**Task material:**
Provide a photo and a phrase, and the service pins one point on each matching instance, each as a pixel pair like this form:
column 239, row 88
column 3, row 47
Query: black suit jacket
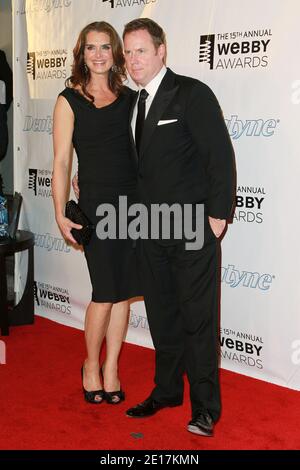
column 190, row 160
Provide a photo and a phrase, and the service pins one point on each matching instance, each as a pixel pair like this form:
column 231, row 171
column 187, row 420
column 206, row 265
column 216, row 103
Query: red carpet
column 42, row 406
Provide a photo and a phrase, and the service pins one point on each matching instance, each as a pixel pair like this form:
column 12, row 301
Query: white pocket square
column 166, row 121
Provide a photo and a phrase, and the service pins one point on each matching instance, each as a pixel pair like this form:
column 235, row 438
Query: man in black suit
column 183, row 155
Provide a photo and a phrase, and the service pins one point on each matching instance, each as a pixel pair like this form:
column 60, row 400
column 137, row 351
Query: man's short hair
column 155, row 31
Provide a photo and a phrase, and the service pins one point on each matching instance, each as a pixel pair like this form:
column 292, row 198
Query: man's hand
column 66, row 226
column 217, row 226
column 75, row 185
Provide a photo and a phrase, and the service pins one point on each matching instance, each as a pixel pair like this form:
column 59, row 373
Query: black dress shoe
column 201, row 424
column 147, row 408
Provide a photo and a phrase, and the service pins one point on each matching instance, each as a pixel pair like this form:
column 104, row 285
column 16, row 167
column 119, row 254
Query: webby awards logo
column 236, row 49
column 127, row 3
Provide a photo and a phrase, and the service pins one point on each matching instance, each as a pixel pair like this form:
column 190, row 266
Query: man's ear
column 162, row 52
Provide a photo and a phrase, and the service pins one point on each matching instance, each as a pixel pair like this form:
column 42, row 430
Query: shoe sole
column 152, row 414
column 196, row 430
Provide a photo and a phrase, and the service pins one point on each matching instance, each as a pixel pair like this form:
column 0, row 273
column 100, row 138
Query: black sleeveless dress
column 105, row 172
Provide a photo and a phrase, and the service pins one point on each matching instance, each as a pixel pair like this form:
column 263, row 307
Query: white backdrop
column 247, row 52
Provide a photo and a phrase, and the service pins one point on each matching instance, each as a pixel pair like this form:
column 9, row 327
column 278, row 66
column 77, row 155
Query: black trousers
column 181, row 297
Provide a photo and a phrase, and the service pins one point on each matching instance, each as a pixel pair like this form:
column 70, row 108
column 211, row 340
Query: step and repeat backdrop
column 247, row 52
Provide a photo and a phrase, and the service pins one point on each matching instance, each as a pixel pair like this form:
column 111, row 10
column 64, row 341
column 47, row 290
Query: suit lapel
column 162, row 99
column 132, row 141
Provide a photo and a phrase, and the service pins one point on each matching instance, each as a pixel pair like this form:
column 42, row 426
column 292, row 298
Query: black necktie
column 140, row 119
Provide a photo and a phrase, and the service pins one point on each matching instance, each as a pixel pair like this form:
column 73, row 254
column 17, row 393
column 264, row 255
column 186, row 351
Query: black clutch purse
column 74, row 213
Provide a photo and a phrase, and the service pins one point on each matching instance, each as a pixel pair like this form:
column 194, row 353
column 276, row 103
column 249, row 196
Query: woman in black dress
column 92, row 116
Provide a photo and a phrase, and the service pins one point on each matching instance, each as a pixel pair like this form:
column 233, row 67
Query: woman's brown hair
column 81, row 75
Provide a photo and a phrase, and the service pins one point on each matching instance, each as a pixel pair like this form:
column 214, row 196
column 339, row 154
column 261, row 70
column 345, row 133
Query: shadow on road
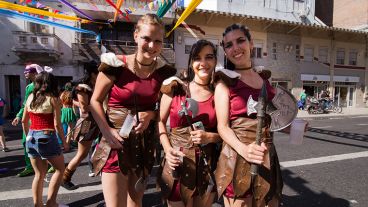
column 347, row 135
column 88, row 201
column 307, row 197
column 336, row 142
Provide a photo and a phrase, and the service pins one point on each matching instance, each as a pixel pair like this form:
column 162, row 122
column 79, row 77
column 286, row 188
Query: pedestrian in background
column 68, row 117
column 2, row 121
column 42, row 109
column 30, row 73
column 86, row 130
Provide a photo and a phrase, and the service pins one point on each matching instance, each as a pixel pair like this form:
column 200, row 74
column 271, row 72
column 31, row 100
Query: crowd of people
column 123, row 105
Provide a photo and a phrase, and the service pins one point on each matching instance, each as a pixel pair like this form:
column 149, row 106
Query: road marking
column 323, row 127
column 319, row 160
column 27, row 193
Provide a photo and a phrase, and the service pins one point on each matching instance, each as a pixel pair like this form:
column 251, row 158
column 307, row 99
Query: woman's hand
column 113, row 138
column 144, row 119
column 174, row 157
column 254, row 153
column 199, row 137
column 66, row 147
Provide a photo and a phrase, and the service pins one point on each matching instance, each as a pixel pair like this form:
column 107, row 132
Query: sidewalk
column 345, row 112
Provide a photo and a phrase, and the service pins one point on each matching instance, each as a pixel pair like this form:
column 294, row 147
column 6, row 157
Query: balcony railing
column 31, row 46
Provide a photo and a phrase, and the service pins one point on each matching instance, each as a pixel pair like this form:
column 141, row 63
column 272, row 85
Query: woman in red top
column 42, row 108
column 192, row 186
column 237, row 129
column 132, row 84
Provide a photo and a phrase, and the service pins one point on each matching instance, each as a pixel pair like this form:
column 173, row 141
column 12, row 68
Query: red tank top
column 206, row 113
column 40, row 121
column 146, row 89
column 239, row 94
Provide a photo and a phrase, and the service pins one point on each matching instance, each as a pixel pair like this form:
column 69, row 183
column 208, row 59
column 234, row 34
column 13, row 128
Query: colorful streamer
column 117, row 9
column 75, row 9
column 17, row 15
column 164, row 8
column 15, row 7
column 118, row 5
column 192, row 5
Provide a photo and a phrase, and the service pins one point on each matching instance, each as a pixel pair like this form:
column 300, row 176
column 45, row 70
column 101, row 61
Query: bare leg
column 175, row 204
column 274, row 202
column 240, row 202
column 83, row 149
column 69, row 137
column 134, row 197
column 55, row 182
column 198, row 201
column 2, row 138
column 114, row 187
column 40, row 168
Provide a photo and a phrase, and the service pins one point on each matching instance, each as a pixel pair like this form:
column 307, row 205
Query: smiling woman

**Task details:** Copy the entries above exactly, but only from the line holding "column 64, row 341" through the line holding "column 292, row 298", both included.

**Written answer:**
column 64, row 341
column 47, row 290
Query: suit lapel
column 162, row 99
column 132, row 141
Provide a photo and a phrase, and the service pins one point on each matching instance, each as a pixel pair like this form:
column 42, row 426
column 292, row 298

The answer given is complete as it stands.